Problem description:
Every record below is to be restated word for word, and no picture is to be copied.
------------------------
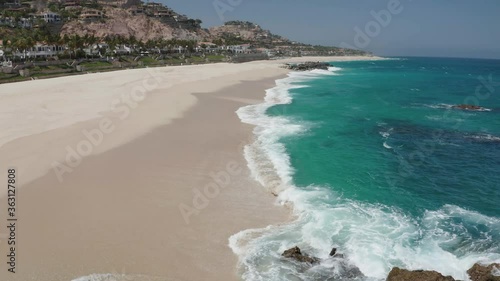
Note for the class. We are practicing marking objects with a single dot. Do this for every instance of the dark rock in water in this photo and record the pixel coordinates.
(467, 107)
(333, 252)
(294, 253)
(484, 272)
(398, 274)
(308, 66)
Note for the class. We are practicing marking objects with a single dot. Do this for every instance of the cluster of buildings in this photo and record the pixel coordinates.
(41, 50)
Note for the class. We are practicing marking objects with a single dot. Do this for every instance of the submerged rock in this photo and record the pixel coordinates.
(484, 272)
(296, 254)
(398, 274)
(333, 252)
(468, 107)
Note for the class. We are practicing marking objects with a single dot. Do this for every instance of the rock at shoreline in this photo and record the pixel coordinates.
(296, 254)
(333, 252)
(484, 273)
(467, 107)
(398, 274)
(308, 66)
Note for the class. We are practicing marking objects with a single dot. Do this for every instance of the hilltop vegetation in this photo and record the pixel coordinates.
(141, 21)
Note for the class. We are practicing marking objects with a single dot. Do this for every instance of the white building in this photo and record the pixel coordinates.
(50, 17)
(39, 51)
(239, 49)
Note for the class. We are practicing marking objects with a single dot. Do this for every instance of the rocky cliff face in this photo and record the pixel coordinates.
(120, 22)
(247, 32)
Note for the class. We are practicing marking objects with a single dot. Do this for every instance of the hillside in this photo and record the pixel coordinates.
(245, 32)
(121, 22)
(48, 21)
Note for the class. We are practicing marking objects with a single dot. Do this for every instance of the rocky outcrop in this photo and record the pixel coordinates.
(468, 107)
(484, 272)
(120, 22)
(398, 274)
(308, 66)
(296, 254)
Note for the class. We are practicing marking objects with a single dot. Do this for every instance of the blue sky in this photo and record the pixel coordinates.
(454, 28)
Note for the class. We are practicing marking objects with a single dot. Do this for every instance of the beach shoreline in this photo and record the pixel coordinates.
(158, 195)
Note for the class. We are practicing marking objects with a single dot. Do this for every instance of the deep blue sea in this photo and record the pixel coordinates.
(375, 161)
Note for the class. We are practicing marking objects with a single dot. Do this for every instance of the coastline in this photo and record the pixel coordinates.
(118, 210)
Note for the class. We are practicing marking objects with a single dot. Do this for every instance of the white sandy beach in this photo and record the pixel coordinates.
(109, 167)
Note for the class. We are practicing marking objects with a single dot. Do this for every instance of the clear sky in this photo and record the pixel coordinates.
(453, 28)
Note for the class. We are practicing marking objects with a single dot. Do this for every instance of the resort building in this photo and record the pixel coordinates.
(50, 17)
(40, 50)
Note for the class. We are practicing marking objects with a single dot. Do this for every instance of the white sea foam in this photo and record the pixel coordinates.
(373, 237)
(387, 146)
(119, 277)
(485, 138)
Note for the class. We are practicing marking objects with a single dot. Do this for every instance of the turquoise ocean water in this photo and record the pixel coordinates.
(374, 160)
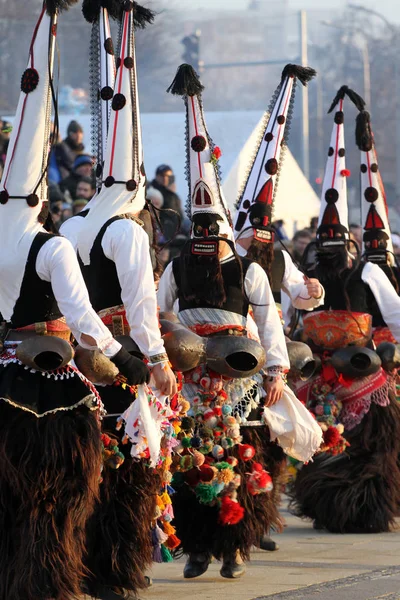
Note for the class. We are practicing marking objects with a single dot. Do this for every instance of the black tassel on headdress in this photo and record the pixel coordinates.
(142, 16)
(351, 94)
(303, 74)
(186, 82)
(57, 6)
(91, 9)
(364, 139)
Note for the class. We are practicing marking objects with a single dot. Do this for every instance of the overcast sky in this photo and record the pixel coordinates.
(389, 8)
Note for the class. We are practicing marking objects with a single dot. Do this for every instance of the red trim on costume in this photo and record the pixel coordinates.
(197, 133)
(121, 66)
(336, 149)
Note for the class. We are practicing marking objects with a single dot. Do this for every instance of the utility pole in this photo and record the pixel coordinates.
(305, 144)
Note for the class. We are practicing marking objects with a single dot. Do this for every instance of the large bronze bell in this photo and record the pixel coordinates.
(95, 366)
(44, 353)
(232, 356)
(302, 361)
(389, 354)
(355, 361)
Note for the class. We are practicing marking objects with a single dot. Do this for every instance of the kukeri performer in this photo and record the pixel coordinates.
(221, 484)
(113, 249)
(354, 487)
(255, 235)
(50, 443)
(377, 246)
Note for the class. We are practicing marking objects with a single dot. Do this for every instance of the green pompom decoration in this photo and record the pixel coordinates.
(166, 554)
(205, 493)
(206, 432)
(187, 423)
(223, 465)
(178, 479)
(207, 447)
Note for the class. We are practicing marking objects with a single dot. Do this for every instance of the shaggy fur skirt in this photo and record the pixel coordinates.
(197, 524)
(357, 491)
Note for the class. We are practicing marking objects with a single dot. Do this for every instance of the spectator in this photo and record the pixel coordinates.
(85, 188)
(78, 205)
(313, 226)
(66, 151)
(301, 239)
(83, 168)
(164, 181)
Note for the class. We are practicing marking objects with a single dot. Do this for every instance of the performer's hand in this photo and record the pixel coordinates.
(131, 367)
(274, 389)
(314, 288)
(164, 379)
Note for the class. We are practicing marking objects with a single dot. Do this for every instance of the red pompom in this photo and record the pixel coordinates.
(217, 152)
(206, 473)
(231, 512)
(331, 437)
(246, 452)
(172, 542)
(192, 477)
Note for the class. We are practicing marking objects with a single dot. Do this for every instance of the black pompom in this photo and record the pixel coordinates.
(198, 143)
(371, 194)
(32, 200)
(91, 9)
(4, 197)
(271, 166)
(109, 181)
(303, 74)
(364, 138)
(109, 46)
(351, 94)
(118, 102)
(131, 185)
(331, 196)
(186, 82)
(128, 62)
(142, 16)
(29, 80)
(106, 93)
(54, 6)
(339, 117)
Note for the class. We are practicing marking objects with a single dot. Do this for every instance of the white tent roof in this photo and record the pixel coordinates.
(164, 142)
(296, 201)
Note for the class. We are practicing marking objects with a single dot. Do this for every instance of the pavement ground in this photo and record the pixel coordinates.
(310, 565)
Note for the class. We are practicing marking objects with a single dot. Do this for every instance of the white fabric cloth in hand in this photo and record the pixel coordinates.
(293, 427)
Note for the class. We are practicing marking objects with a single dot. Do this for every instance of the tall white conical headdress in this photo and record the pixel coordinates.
(206, 206)
(255, 205)
(102, 72)
(123, 175)
(24, 187)
(333, 227)
(377, 239)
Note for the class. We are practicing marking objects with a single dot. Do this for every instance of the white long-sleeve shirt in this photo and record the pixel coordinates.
(127, 245)
(260, 297)
(57, 264)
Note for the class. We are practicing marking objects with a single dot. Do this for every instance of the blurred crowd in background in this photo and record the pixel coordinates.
(72, 183)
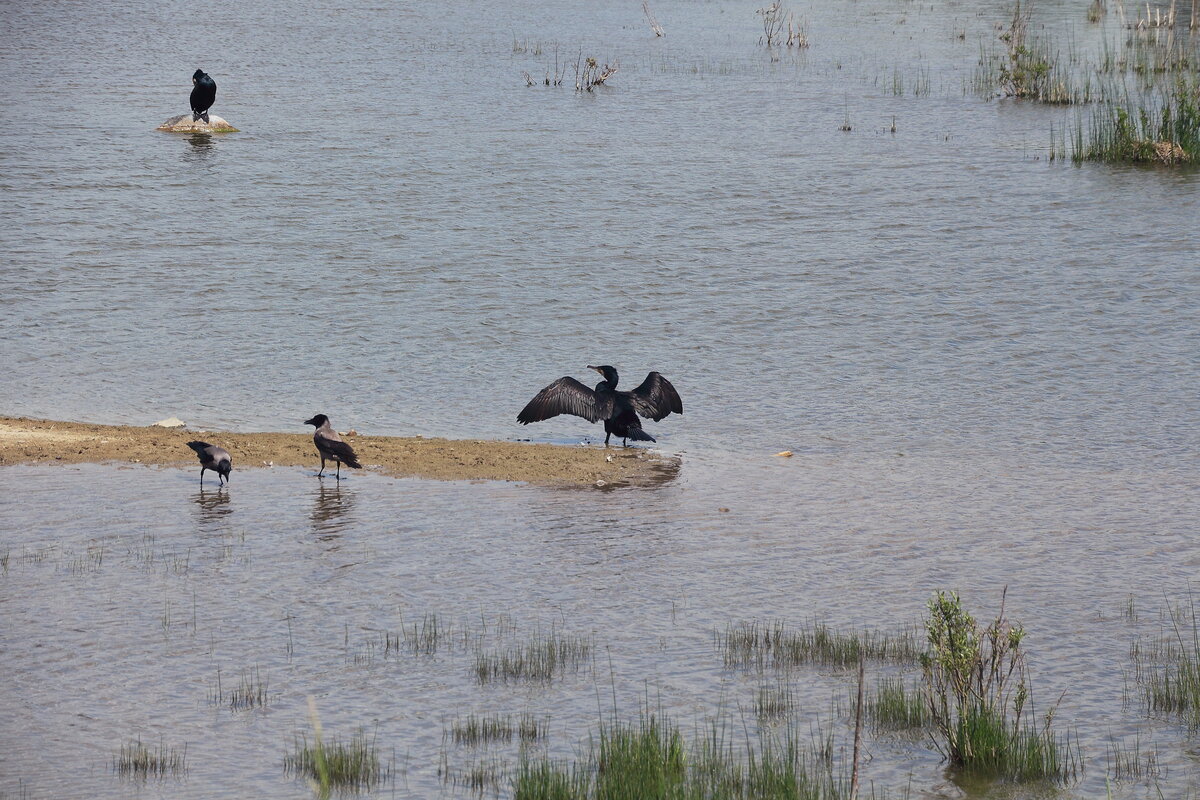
------------------------
Solved exercise:
Note for the class. We are practicing marking objects with a single dot. Do this for every instance of the dark rock in water in this photo and record the pixel coordinates.
(467, 107)
(333, 252)
(294, 253)
(484, 272)
(398, 274)
(308, 66)
Note for the class. We are practicing marking objects with a single dot. Do this for every instance of the cluster of buildings in this photo and record the pixel coordinates.
(41, 50)
Note for the class. We are practicing marking objects with a single dot. Do this for every instance of the submerged rock in this photo and record the pixel coordinates.
(484, 272)
(296, 254)
(398, 274)
(333, 252)
(468, 107)
Note for the class. We are practicing marking objects with a single dot. Do this for every instance of the rock at shoreline in this photo and record the pixel coordinates.
(296, 254)
(333, 252)
(484, 273)
(467, 107)
(398, 274)
(308, 66)
Note for the class. We are practicing marking objects with a single dot. Do this for every instance of the hilltop vegetation in this photo and record the pixel coordinates.
(141, 21)
Note for the class. We are practicing marking objects with a single dot. Do this for every instance of the white building in this photo and record the pixel coordinates.
(50, 17)
(39, 51)
(239, 49)
Note for the class. We are practicing marking objects with a single dot. Do this for every instance of the rocky cliff face in this photo and record the pixel coordinates.
(120, 22)
(247, 32)
Note for the class. We are practicing marking objects with a single dot. Do this for every instance of the hillside in this photo and record the pixel coordinates.
(245, 32)
(121, 22)
(48, 21)
Note for the class. We are practicing marking objects with a single dot. Do this for every instance of the rocky outcrop in this photo and record the pixel coordinates.
(468, 107)
(484, 272)
(120, 22)
(398, 274)
(308, 66)
(296, 254)
Note for the class. We are practicing marking objects with a single dot. Do this for every instance of the blue sky in this photo and record the pixel coordinates.
(454, 28)
Note for the class. We are practicing marking objects with a single dot. Do this for every instance of the beach shoreline in this photo and record the pixel coordinates.
(158, 195)
Note for the class. We are practicing marking objects with a single dot. Do this for every instance of the deep blue sea in this photo and record the pixel coordinates.
(375, 161)
Note for the class. We are practicing marking objects with a single dot. Do this for every instance of the coastline in this photo and record the pixel coordinates.
(118, 210)
Note for the class. We are practicing marking objects with a single dot. Do this for every instance of the white sandy beach in this photo and record the pixel coordinates.
(109, 167)
Note for the class. We are practicing marking objects with a single dot. Do this for every instance of the clear sky in this photo and record the pixel coordinates.
(453, 28)
Note for the class. We are practicing marking objects with a single dot. Do this for every instance of the resort building in this photo and record the pixel coordinates.
(50, 17)
(40, 50)
Note for the class. We are practicing marking objects with a single dot. Do this for every instance of the white sea foam in this photo and record the pixel coordinates.
(373, 237)
(387, 146)
(119, 277)
(485, 138)
Note for the class. We are practicing marking objects with a single dot. Do this for every instance of the turquoise ocean water in this photo and record the pixel coordinates.
(374, 160)
Note for the class. We are practicing marking objects with a single dot. Do this for every instance of the black tassel on headdress in this photo and record the pixel coordinates.
(142, 16)
(351, 94)
(303, 74)
(186, 82)
(57, 6)
(91, 9)
(364, 139)
Note for the class. We are practicing marking objects with a single dot. Do this for every instance of the overcast sky in this photo and record the pixel coordinates.
(389, 8)
Note for the class. We are practicing marking objects with a single dot. Do this for every instance of the red trim on costume in this photo and record the pixel coordinates.
(197, 133)
(121, 66)
(336, 149)
Note for the class. We are practicing marking objects with a single dot. Do this for every instance of the utility pole in this photo and record the pixel coordinates.
(305, 144)
Note for the class. We are practicing marking objects with a single dot. Do this for every instance of the large bronze bell in this photo and record the pixel coordinates.
(95, 366)
(44, 353)
(232, 356)
(302, 361)
(389, 354)
(355, 361)
Note for the class. We are practicing marking objects with a single dot. Do this for every instance of the kukeri performer in this photo and record the pixel coordinates.
(221, 484)
(113, 249)
(354, 487)
(255, 235)
(50, 443)
(377, 246)
Note for the class. We are practicing marking objects with a single dot. Do this for every instance of the green pompom decoration in this photo and record the pixel coordinates.
(166, 554)
(205, 493)
(206, 432)
(187, 423)
(223, 465)
(178, 479)
(207, 447)
Note for the class. We are practicing marking objects with a single dot. Do this for every instance of the shaggy fur skirt in this photo and record the pixel coordinates.
(197, 524)
(357, 491)
Note for the class. We are practicing marking objects with a single dot. Do this for every instance of the spectator in this photo and record the pixel coordinates.
(85, 188)
(78, 205)
(313, 226)
(66, 151)
(301, 239)
(83, 168)
(164, 181)
Note for the class. We are practicing marking objects with a single dot. Do this for every instance of the performer's hand in this photo and record the pixel coordinates.
(131, 367)
(274, 389)
(314, 288)
(164, 379)
Note for the class. We are practicing marking objects with a single dot. Do this for every instance of the red pompom in this photo and record the pixel coordinates.
(217, 152)
(206, 473)
(231, 512)
(331, 437)
(246, 452)
(172, 542)
(192, 477)
Note for the class. We are practicing marking objects with a single dot. Do this for every instance of the black pompom in this photo and record the pixel coordinates.
(198, 143)
(371, 194)
(32, 200)
(91, 9)
(4, 197)
(271, 166)
(109, 181)
(303, 74)
(364, 138)
(109, 46)
(351, 94)
(118, 102)
(131, 185)
(331, 196)
(186, 82)
(128, 62)
(142, 16)
(29, 80)
(106, 93)
(54, 6)
(339, 117)
Note for the class. We are practicing marking objects with a single dot. Do this for every instance of the white tent roof in this photo and record the pixel coordinates.
(164, 142)
(296, 201)
Note for the class. We are practicing marking objects with a single dot. Do this for every instance of the pavement ground in this photo and record the pixel coordinates.
(310, 565)
Note for the class. We are practicing marking objects with a single dot. Do this for every instance of the white fabric cloth in hand in this photo and record the pixel coordinates.
(293, 427)
Note for the class. We are practicing marking objects with a single dot. Do this for every instance of the tall white conical headdress in this photo and record the pixel coordinates.
(206, 206)
(255, 205)
(102, 72)
(123, 175)
(24, 187)
(333, 227)
(377, 239)
Note for the class. We are practicing marking objects with a single dot. Do this for every instance of the white long-sleeve shirt in this photo and record the pixel coordinates.
(127, 245)
(260, 297)
(57, 264)
Note for the class. We are practicing marking objects with a single dot. Do this for every instance of the blurred crowd in background in this photo and record the pixel coordinates.
(72, 183)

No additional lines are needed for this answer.